- [Supplied data]

☆ ☆ ☆ ☆ ☆ ☆ ☆

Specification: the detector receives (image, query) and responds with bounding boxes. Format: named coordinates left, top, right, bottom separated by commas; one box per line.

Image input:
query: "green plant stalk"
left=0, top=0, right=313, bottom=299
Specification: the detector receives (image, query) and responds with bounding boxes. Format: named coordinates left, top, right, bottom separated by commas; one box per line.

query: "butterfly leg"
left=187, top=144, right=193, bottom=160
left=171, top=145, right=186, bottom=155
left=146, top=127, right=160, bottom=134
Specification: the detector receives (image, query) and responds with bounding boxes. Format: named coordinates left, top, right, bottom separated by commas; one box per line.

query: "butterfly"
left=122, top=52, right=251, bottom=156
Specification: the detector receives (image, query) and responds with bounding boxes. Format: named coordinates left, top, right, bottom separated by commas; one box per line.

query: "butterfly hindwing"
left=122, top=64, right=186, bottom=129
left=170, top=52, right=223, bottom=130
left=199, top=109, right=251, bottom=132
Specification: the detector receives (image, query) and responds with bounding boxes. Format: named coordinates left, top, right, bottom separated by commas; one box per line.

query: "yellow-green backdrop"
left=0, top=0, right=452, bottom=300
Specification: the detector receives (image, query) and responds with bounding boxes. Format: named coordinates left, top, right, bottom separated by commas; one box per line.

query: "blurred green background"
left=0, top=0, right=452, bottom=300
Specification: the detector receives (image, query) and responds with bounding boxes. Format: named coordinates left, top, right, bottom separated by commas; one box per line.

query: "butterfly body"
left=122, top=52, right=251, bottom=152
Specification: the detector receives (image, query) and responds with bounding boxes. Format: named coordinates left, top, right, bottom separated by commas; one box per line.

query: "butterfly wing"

☆ ☆ ☆ ☆ ☆ ☆ ☆

- [Exercise directions]
Rescale everything from the start of the items down to the line containing "left=146, top=127, right=160, bottom=134", both ends included. Reproduce every line, requests included, and multiply each bounding-box coordinate in the answers by 0.75, rounding to whole numbers with halves rounded up.

- [Exercise response]
Specification: the detector receives (image, query) and responds with bounding boxes. Format: named coordinates left, top, right, bottom separated by commas; one box per line.

Image input:
query: "green plant stalk"
left=0, top=0, right=235, bottom=224
Specification: the detector receives (image, query) and responds with bounding boxes. Format: named coordinates left, top, right, bottom separated by commas; one box per line.

query: "butterfly leg"
left=140, top=108, right=145, bottom=120
left=128, top=109, right=140, bottom=116
left=110, top=95, right=120, bottom=101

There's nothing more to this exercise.